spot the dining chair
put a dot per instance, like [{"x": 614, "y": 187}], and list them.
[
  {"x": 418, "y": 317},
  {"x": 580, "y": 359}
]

Task statement:
Copy out the whole listing exactly.

Full solution:
spot the dining chair
put a dot per instance, like [{"x": 614, "y": 187}], and list them.
[
  {"x": 418, "y": 317},
  {"x": 580, "y": 359}
]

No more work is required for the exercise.